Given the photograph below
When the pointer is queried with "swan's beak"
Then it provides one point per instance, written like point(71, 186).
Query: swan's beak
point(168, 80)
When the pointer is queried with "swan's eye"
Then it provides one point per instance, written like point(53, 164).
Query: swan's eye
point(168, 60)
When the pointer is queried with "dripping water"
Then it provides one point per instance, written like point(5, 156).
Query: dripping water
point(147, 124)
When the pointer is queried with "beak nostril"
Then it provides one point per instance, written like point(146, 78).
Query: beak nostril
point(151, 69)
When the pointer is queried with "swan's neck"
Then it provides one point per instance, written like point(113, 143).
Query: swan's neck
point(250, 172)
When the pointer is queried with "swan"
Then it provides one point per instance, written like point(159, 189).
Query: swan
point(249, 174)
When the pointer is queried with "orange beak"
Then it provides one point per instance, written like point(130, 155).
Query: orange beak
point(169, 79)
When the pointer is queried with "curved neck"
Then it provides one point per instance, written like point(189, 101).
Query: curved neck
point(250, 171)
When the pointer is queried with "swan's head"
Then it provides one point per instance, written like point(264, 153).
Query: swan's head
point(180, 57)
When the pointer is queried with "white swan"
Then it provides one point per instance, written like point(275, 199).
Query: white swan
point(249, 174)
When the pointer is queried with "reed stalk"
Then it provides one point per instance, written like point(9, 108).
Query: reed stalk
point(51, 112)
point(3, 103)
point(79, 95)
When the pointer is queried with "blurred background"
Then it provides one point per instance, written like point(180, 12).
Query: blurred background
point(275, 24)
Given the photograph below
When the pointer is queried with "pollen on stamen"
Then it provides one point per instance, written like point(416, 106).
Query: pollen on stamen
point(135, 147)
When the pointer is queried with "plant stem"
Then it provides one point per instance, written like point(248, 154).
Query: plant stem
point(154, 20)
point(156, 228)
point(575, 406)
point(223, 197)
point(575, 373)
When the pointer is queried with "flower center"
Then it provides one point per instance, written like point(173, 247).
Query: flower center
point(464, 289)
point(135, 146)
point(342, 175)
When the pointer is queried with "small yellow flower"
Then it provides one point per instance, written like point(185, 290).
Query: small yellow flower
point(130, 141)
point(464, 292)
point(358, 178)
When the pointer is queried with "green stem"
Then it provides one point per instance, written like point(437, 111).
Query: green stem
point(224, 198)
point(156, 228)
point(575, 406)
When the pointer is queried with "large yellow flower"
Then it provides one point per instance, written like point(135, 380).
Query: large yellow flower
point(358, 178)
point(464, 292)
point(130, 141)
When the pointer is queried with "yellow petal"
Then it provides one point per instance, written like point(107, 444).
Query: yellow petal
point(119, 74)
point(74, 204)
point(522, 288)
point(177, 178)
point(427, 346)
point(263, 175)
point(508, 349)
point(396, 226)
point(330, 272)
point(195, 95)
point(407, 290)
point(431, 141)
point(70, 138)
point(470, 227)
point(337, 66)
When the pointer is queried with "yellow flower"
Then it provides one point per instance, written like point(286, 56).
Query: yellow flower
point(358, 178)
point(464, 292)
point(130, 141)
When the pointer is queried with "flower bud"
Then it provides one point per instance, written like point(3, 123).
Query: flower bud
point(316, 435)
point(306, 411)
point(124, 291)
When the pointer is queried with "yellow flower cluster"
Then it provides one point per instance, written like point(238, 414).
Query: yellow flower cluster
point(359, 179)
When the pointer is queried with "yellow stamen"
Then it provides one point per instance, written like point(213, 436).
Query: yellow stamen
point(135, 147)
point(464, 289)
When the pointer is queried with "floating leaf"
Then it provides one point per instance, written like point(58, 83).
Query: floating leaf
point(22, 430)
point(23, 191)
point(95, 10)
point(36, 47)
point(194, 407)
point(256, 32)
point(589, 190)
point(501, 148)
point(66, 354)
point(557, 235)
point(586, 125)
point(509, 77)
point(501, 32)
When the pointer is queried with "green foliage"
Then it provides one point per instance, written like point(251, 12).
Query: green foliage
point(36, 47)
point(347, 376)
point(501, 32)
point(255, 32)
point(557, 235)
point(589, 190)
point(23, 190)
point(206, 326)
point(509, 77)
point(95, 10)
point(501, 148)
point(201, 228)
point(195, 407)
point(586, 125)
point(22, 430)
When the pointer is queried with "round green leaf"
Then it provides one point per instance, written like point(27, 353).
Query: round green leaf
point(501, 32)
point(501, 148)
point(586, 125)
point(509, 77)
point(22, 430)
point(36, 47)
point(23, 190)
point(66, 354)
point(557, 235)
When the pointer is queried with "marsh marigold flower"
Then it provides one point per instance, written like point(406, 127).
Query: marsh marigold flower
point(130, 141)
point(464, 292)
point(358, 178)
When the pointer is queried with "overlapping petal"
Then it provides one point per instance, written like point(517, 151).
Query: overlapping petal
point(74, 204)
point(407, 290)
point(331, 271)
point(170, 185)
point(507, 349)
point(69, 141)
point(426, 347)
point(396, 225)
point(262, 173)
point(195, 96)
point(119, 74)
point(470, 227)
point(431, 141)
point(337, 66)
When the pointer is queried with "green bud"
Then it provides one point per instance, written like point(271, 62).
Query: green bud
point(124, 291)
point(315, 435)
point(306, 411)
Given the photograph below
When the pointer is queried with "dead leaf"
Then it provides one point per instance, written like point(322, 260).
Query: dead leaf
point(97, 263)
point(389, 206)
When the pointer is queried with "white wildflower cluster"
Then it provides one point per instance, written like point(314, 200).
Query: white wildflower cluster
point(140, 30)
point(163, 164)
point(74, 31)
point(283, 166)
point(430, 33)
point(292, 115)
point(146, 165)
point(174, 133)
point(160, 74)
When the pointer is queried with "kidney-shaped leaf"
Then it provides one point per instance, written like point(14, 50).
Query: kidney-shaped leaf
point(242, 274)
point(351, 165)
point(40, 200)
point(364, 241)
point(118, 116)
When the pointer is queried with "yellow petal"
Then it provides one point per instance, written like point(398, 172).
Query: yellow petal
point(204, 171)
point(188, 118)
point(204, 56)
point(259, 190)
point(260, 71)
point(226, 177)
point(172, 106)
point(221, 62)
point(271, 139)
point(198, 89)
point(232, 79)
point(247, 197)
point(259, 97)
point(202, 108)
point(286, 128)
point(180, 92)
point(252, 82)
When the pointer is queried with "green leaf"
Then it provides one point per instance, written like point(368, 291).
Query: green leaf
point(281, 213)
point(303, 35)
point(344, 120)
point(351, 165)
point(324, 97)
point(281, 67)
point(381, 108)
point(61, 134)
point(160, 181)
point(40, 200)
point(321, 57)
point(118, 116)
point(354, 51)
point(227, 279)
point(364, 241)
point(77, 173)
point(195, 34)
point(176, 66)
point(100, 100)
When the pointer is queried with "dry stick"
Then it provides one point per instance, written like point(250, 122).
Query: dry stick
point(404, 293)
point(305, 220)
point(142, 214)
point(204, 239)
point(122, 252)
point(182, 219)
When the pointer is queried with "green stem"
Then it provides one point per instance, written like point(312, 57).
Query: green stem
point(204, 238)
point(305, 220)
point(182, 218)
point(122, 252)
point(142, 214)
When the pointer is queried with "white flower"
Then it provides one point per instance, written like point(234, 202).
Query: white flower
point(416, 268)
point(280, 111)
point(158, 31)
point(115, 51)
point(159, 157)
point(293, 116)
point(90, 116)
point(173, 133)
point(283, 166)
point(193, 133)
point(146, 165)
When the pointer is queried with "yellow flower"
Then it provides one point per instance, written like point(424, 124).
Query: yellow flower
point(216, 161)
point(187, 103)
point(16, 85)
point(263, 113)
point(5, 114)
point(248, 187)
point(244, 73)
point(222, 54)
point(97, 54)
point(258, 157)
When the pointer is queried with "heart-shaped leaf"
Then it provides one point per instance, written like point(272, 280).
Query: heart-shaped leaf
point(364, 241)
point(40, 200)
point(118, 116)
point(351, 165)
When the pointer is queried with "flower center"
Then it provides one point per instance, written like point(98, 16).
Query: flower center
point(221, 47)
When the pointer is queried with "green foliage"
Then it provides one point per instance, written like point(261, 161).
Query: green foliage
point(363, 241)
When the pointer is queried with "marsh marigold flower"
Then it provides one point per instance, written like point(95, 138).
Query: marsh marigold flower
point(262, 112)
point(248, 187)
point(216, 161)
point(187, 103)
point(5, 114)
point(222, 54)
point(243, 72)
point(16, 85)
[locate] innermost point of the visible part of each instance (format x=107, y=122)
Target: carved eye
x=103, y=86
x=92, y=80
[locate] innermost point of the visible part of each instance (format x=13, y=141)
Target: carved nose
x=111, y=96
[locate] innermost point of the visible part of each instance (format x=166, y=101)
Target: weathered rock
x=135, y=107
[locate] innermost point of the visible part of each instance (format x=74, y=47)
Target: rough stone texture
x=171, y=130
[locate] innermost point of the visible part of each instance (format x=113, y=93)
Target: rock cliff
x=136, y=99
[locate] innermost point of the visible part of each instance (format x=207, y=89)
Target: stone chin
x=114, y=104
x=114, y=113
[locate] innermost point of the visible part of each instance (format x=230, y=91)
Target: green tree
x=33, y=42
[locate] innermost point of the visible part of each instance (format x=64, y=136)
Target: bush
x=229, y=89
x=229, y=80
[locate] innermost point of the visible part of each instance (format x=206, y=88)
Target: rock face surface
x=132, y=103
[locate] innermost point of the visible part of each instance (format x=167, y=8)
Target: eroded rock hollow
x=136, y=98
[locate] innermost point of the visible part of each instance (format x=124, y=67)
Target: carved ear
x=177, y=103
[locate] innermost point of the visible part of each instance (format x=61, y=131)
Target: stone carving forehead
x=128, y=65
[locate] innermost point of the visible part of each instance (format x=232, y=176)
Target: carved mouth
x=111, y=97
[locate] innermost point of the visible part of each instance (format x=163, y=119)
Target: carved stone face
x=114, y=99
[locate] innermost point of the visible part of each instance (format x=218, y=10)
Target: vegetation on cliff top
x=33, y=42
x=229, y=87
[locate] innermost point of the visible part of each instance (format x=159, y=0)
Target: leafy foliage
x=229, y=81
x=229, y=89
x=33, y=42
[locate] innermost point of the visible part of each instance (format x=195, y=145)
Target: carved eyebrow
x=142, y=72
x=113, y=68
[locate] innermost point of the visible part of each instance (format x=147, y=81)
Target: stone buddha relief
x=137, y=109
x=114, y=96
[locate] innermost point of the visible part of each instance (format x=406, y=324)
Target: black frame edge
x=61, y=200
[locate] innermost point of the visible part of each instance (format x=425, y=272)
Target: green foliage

◆ ◆ ◆ ◆ ◆

From the data above, return every line from the line that has "like point(95, 138)." up to and including the line that has "(format x=107, y=122)", exactly.

SOLUTION TO THIS TASK:
Then it provides one point per instance, written like point(95, 138).
Query: marsh marigold flower
point(262, 112)
point(248, 187)
point(216, 161)
point(187, 103)
point(5, 114)
point(222, 54)
point(243, 72)
point(16, 85)
[locate] innermost point of the visible part of each instance (format x=107, y=122)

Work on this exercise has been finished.